Rewrite the records below, changing every "provide one point" to "mark a single point" and keeping all other text the same.

(Labeled-object pointing entries)

***

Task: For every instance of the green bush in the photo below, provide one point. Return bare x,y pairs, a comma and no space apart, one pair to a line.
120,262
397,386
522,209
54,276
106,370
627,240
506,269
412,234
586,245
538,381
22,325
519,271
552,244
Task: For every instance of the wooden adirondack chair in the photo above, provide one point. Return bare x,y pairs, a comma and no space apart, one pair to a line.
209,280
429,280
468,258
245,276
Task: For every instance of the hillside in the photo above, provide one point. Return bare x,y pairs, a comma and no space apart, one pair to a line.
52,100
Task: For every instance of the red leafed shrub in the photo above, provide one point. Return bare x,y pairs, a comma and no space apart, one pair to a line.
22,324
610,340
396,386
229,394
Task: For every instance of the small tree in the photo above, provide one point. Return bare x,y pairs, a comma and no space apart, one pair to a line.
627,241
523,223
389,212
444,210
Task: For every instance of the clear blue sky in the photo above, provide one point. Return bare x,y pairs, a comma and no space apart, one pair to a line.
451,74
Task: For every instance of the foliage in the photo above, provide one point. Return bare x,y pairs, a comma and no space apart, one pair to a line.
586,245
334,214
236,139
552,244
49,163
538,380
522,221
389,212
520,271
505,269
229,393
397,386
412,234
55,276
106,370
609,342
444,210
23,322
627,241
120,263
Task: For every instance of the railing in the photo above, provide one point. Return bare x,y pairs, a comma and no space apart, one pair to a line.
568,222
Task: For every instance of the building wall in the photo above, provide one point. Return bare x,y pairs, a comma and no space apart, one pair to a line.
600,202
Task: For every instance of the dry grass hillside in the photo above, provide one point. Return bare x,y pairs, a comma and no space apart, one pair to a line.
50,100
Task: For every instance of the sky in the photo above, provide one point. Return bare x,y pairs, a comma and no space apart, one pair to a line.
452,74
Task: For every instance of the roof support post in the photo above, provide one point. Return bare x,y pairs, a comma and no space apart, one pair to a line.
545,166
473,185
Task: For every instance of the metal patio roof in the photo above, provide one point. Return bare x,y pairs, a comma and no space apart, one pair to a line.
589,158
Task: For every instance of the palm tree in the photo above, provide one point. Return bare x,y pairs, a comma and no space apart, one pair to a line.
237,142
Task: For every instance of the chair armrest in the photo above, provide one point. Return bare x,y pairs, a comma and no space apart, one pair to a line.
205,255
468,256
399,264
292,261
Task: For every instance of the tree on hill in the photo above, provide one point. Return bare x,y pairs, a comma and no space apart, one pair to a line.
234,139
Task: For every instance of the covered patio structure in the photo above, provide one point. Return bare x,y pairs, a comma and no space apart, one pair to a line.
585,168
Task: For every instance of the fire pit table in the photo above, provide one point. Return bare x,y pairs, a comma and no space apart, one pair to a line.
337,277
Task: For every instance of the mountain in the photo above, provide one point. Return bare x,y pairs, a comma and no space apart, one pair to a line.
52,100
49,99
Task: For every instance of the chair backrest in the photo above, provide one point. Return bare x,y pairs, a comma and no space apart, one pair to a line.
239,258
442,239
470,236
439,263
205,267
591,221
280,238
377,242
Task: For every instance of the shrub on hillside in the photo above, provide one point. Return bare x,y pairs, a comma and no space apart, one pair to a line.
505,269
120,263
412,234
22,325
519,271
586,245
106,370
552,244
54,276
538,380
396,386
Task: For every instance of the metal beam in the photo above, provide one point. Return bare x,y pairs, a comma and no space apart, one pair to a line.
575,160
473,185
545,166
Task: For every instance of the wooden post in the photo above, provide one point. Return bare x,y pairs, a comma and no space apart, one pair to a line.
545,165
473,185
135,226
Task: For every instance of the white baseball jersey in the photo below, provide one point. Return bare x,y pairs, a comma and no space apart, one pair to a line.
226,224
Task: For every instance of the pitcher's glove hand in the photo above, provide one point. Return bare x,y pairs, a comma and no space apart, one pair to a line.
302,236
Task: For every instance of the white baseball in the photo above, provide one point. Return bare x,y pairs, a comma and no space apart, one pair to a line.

***

__Exercise response__:
Task: For every instance of the green bush in the photo below, mark a single point. Return bare x,y pairs, a comma and no space apart, one pair to a line.
120,262
397,386
522,209
54,276
106,370
627,240
506,269
412,234
586,245
538,381
22,325
519,271
552,244
Task: For every instance of the wooden adirondack chair in the photo above, mark a single point. Return bare x,y pairs, a comma and no space apart, one pair to a line.
209,280
429,280
468,258
245,276
Task: For every instance of the hillside in the photo above, mark a single point. Return bare x,y pairs, a comma and no space apart, one pair to a line.
52,100
Task: For every instance of the red leafed shrub in the photo above, mark a single point. Return bare x,y pairs, a comma and no space apart, one pair to a line.
22,324
610,340
396,386
229,394
Task: For every instance of the small tree in the photo above, mark a single point. Return bare x,y pairs, a comma and no space apart, one pair to a line.
627,241
523,223
389,212
444,210
Task: For every instance of the clear blue sky in the photo above, mark a single point. Return bare x,y pairs, a comma and no space apart, one pair to a line.
451,74
Task: For every instance of the foliage in the photo above, mark a single point. Return bare x,y pairs, a comma and no space apart, one pair to a line.
586,245
334,214
236,139
552,244
49,163
538,380
522,221
389,212
520,271
505,269
229,393
397,386
412,234
55,276
106,370
609,342
444,210
23,322
627,241
120,263
Task: For every instance of the railing in the photo above, mark a single point. Return bare x,y pairs, a comma and no space apart, one pair to a line.
568,222
Task: For every instance of the building wall in the photo above, mark a single point. Return bare x,y pairs, a comma and no space apart, one pair to a line.
600,202
Task: For every instance of the dry grass hillside in the photo above, mark a single point. Return bare x,y pairs, a comma and no space apart, one pair to a line.
50,100
Task: For every instance of the sky in the photo above, mark a single point. Return bare x,y pairs, a comma and no space apart, one pair to a line.
452,74
Task: For every instance of the roof support post in the photo above, mark a single point. Return bare x,y pairs, a comma and no space apart, one pair to a line.
545,166
473,185
Task: For every instance of the metal patio roof in the photo above, mark a single point. Return bare x,y pairs, a comma and no space apart, one pair to a line.
589,158
Task: For every instance of the palm tree in the photo above, mark a single point. Return bare x,y pairs, a comma and no space apart, one pair to a line.
237,142
Task: For every instance of the chair armrest in the photo above, mark a single point. Return bare x,y pairs, a comma and no space apart, one pair to a line.
205,255
468,256
399,264
292,261
Task: For every instance of the tree on hill in the photo above, mark a single point. Return bare x,y pairs, a comma and no space apart, one pair to a line.
234,139
Task: For every instance of the covered patio structure in the photo above, mark a single point. Return bare x,y pairs, a comma and no space apart, one pair to a line.
585,168
Task: For every instance of the fire pit table in the photo above, mark a single point. Return bare x,y pairs, a comma and no space apart, one pair to a line.
337,277
Task: For every instance of the mountain in the photo above, mark a single point. Return bare x,y pairs, a comma and no space apart, one pair to a line.
52,100
49,99
Task: For every instance of the chair backrest in the photo above, mark a single point. Return bare x,y pairs, a comma and no space apart, one pair to a line.
239,258
442,239
470,236
439,263
205,267
591,221
280,238
377,242
Task: For every instance of the shrub on hillside in the photo above, mark a single point. Return bare x,y pairs, a comma and no space apart, one pair to a line.
505,269
120,263
412,234
22,325
519,271
586,245
106,370
552,244
54,276
538,380
396,386
Task: For every instance of the metal beam in the photo above, mark a single point. Return bare x,y pairs, a comma and no space apart, one pair to a line.
575,160
473,185
545,166
Task: For every instance of the wooden post in the photo above, mark a single point. Return bare x,y pairs, a comma and no space apart, one pair to a line.
545,165
473,185
135,226
Task: For every instance of the white baseball jersey in the photo below, mark a single point. Return bare x,y pairs, a comma and no space apart, one pair to a line.
226,224
Task: For every instance of the pitcher's glove hand in the photo above, mark a single point. Return bare x,y pairs, a comma and no space apart, one pair to a line.
302,236
Task: For every instance of the white baseball in the photo above, mark a single point. Return bare x,y pairs, a comma and no space apart, one pair to a line.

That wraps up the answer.